BEGIN Document segment
A headache for lenders
The increased use of CVAs adds an additional layer of risk for real estate lenders. Many have already seen a fall in the value of their borrowers’ shopping properties due to retailer administrations in recent years. The pandemic has also had a huge impact on their borrowers’ income.
“Covid-19 has brought a different dimension because it is creating a cashflow problem,” said Morgan Garfield, managing director at Ellandi, a property company that specialises in managing retail property across the UK. “Average rent collection of 40 percent across retail has put pressure on borrowers’ ability to service their interest, pay amortisation and keep their debt compliant with covenants.”
Against this backdrop, a sudden drop in income because of a CVA could cause borrowers to breach their debt terms.
“When considering a CVA, a landlord may need to reach an understanding with its lender about the loan-to-value and debt service coverage ratios it is permitted to operate within,” said David Seymour, a real estate partner at law firm Ropes & Gray. “Since some CVA proposals could lead to a breach of the provisions that landlords have in place with their lenders, the lender will either have to agree to waivers or amendments to existing facilities, although it will be decided on a case-by-case basis.”
Lenders are concerned that an upsurge in the use of CVAs could destabilise loan facilities, said Duncan Hubbard, real estate partner at financial services law firm Cadwalader. “Too much pressure on cashflow ultimately leads to financial covenant breaches in loan facilities as income available to service interest on the debt reduces. Excess income at this stage is likely to be retained by lenders, under the terms of the loan facilities, as a buffer against the risk of the loan becoming non-performing or future payment obligations being missed.”
Many lenders have issued waiver and forbearance letters to their borrowers over the last six months, according to Hubbard, who predicts that lenders will restructure their loan portfolios and exit certain sectors as the market stabilises and covid-19’s impact is fully assessed.
“Going forward, lenders will probably assess real estate lending on a more corporatised cashflow basis and will further scrutinise the performance of the underlying tenants and their sustainability and longevity on the high street in a different way,“ Hubbard said.
END Document segment
Questions to answer:
**A)** List everyone quoted by name in the article on CVAs and real estate lenders.
**B)** In the article on CVAs and real estate lenders, what average rent collection rate across retail does Morgan Garfield give?
**C)** Pick up the article on CVAs and real estate lenders after its final paragraph and write what comes next.
BEGIN Supplied information
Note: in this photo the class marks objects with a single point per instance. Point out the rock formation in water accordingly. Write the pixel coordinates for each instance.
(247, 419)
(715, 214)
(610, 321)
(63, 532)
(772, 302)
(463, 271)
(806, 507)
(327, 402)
END Supplied information
Expected outputs:
**A)** Morgan Garfield, David Seymour, Duncan Hubbard

**B)** 40 percent

**C)**
Although CVAs have added to lenders’ reluctance to finance UK retail, not all are deterred. Seymour noted some new retail financing deals, albeit at margins that are 100-200 basis points higher than at the start of the year, and with LTVs down from 70-75 percent to 60-65 percent in the last year.
Debt advisory specialist James Wright, head of the real estate finance business at Link Asset Services, reported that sourcing finance for retail property is challenging. “Most big lenders are very much exposed already to the sector, so they do not want more exposure. In addition, if there is high exposure to a single tenant which could launch a CVA, it becomes doubly difficult to source finance for that store or portfolio.”
However, Wright described a deal that closed since the start of the covid-19 lockdown in which the UK high street portfolio was leased to a single tenant. “Fortunately, it was being sold by a connected party of the retailer, so clear and transparent access to the trading information helped us work out that each of the stores was very profitable, being at the same time core to the overall business’s profitability,” he said.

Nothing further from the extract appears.